Task requirements: Count the lines in the items below that contain the string "chain", and reply with that number alone.

Given information:

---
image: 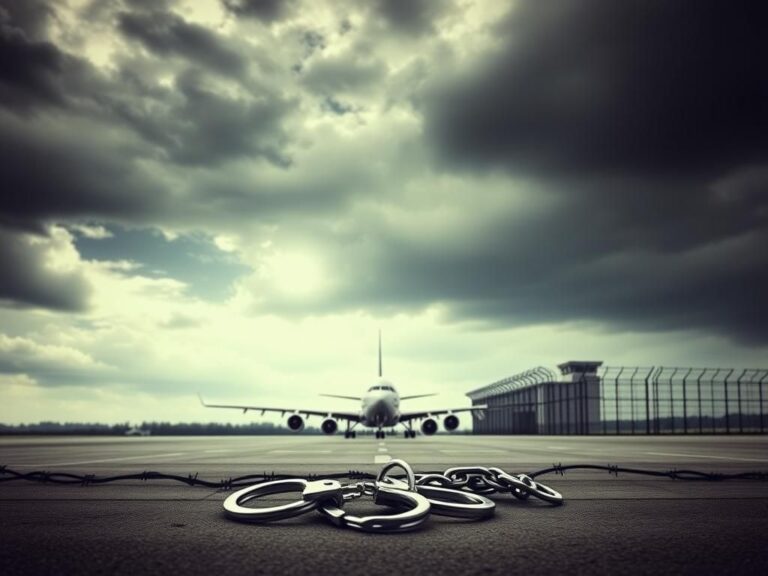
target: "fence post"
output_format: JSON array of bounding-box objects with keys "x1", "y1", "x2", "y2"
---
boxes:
[
  {"x1": 669, "y1": 368, "x2": 680, "y2": 434},
  {"x1": 709, "y1": 368, "x2": 722, "y2": 433},
  {"x1": 696, "y1": 368, "x2": 709, "y2": 434},
  {"x1": 736, "y1": 370, "x2": 747, "y2": 434},
  {"x1": 683, "y1": 368, "x2": 693, "y2": 434},
  {"x1": 629, "y1": 366, "x2": 640, "y2": 434},
  {"x1": 757, "y1": 371, "x2": 768, "y2": 432},
  {"x1": 645, "y1": 366, "x2": 656, "y2": 435},
  {"x1": 723, "y1": 368, "x2": 734, "y2": 434},
  {"x1": 613, "y1": 367, "x2": 624, "y2": 435}
]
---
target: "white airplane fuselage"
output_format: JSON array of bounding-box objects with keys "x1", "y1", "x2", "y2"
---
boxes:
[{"x1": 360, "y1": 380, "x2": 400, "y2": 428}]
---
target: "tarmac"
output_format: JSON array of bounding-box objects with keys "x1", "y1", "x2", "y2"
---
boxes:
[{"x1": 0, "y1": 435, "x2": 768, "y2": 576}]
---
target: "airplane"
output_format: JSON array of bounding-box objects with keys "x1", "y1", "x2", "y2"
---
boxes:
[{"x1": 198, "y1": 332, "x2": 487, "y2": 438}]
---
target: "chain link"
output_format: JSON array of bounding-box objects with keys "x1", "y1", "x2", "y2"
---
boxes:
[{"x1": 224, "y1": 460, "x2": 563, "y2": 532}]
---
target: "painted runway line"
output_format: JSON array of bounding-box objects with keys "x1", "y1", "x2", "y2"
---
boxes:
[
  {"x1": 646, "y1": 452, "x2": 768, "y2": 462},
  {"x1": 16, "y1": 452, "x2": 186, "y2": 468}
]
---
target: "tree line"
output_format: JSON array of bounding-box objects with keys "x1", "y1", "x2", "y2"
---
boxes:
[{"x1": 0, "y1": 422, "x2": 321, "y2": 436}]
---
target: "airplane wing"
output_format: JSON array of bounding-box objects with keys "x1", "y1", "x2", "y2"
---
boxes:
[
  {"x1": 400, "y1": 394, "x2": 437, "y2": 400},
  {"x1": 400, "y1": 404, "x2": 488, "y2": 422},
  {"x1": 320, "y1": 394, "x2": 363, "y2": 402},
  {"x1": 197, "y1": 394, "x2": 361, "y2": 422}
]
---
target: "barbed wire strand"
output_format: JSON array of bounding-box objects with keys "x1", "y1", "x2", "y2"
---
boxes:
[{"x1": 0, "y1": 464, "x2": 768, "y2": 490}]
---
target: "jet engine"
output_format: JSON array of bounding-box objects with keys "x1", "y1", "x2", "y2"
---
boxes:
[
  {"x1": 288, "y1": 414, "x2": 304, "y2": 432},
  {"x1": 443, "y1": 414, "x2": 459, "y2": 432},
  {"x1": 421, "y1": 418, "x2": 437, "y2": 436},
  {"x1": 320, "y1": 418, "x2": 339, "y2": 434}
]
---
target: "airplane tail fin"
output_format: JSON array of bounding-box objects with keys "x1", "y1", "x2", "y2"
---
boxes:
[{"x1": 379, "y1": 329, "x2": 383, "y2": 378}]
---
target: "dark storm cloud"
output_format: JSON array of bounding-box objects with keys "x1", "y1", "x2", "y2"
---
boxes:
[
  {"x1": 0, "y1": 0, "x2": 55, "y2": 39},
  {"x1": 302, "y1": 56, "x2": 387, "y2": 94},
  {"x1": 118, "y1": 11, "x2": 245, "y2": 76},
  {"x1": 0, "y1": 227, "x2": 90, "y2": 312},
  {"x1": 0, "y1": 14, "x2": 65, "y2": 110},
  {"x1": 428, "y1": 0, "x2": 768, "y2": 174},
  {"x1": 222, "y1": 0, "x2": 294, "y2": 22},
  {"x1": 402, "y1": 1, "x2": 768, "y2": 344},
  {"x1": 0, "y1": 114, "x2": 164, "y2": 227},
  {"x1": 376, "y1": 0, "x2": 440, "y2": 35}
]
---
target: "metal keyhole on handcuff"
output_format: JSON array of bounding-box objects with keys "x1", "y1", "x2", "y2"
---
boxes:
[{"x1": 224, "y1": 460, "x2": 495, "y2": 533}]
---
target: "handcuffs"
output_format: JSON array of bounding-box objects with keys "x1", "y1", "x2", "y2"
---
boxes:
[{"x1": 224, "y1": 459, "x2": 562, "y2": 533}]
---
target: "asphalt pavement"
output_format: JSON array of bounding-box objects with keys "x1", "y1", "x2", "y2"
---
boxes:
[{"x1": 0, "y1": 435, "x2": 768, "y2": 574}]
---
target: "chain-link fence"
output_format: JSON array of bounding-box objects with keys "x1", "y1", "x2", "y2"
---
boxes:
[
  {"x1": 468, "y1": 363, "x2": 768, "y2": 434},
  {"x1": 600, "y1": 367, "x2": 768, "y2": 434}
]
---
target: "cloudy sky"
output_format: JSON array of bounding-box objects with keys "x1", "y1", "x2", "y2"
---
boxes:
[{"x1": 0, "y1": 0, "x2": 768, "y2": 423}]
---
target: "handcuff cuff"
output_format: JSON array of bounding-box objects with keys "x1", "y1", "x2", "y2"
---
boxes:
[{"x1": 224, "y1": 459, "x2": 496, "y2": 533}]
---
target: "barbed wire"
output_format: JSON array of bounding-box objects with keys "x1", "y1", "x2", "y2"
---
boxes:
[{"x1": 0, "y1": 464, "x2": 768, "y2": 490}]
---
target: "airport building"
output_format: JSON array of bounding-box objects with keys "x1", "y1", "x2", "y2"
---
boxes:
[{"x1": 467, "y1": 361, "x2": 768, "y2": 434}]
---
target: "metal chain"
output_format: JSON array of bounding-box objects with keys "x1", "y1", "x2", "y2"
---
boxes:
[{"x1": 224, "y1": 460, "x2": 563, "y2": 533}]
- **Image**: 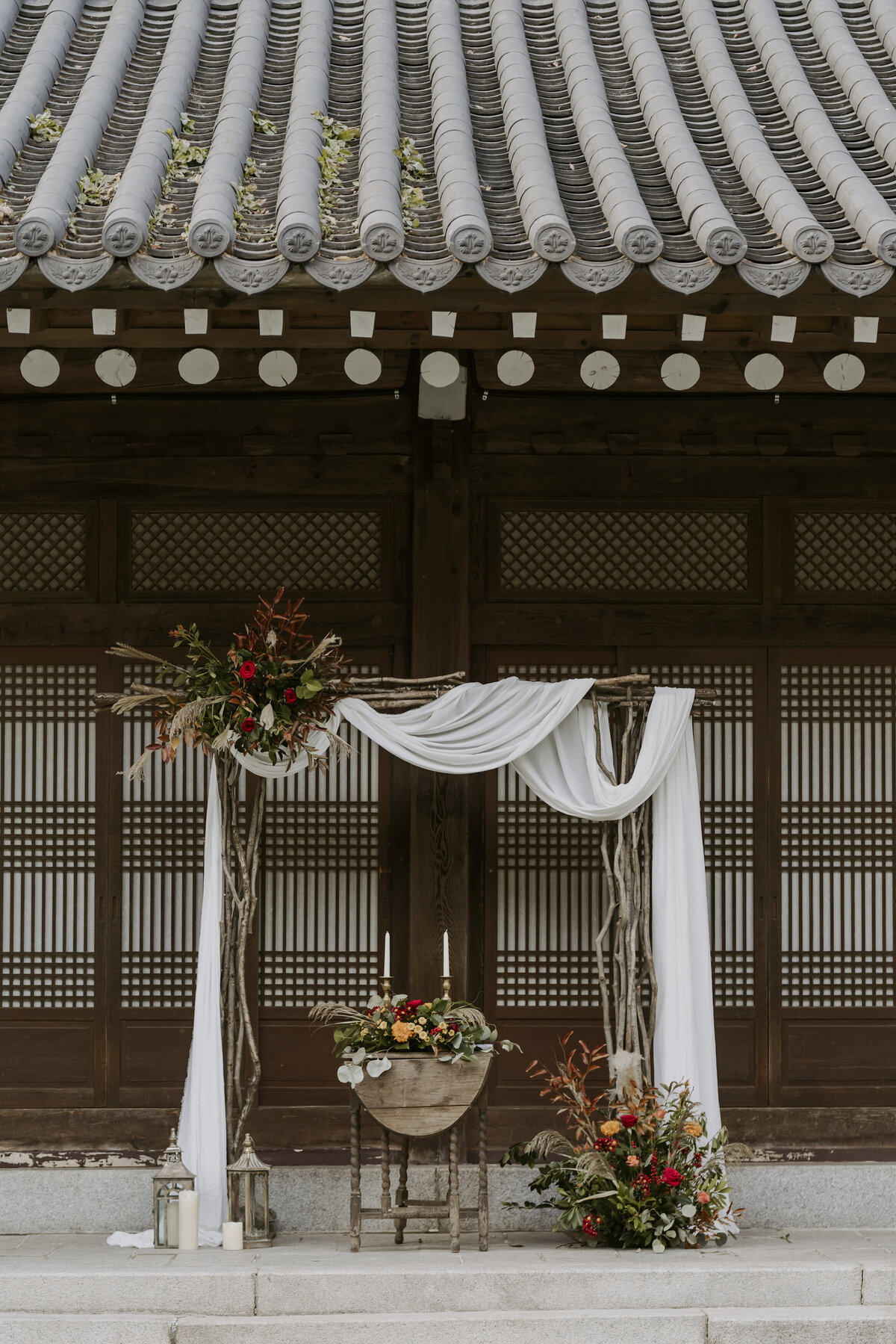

Task output: 3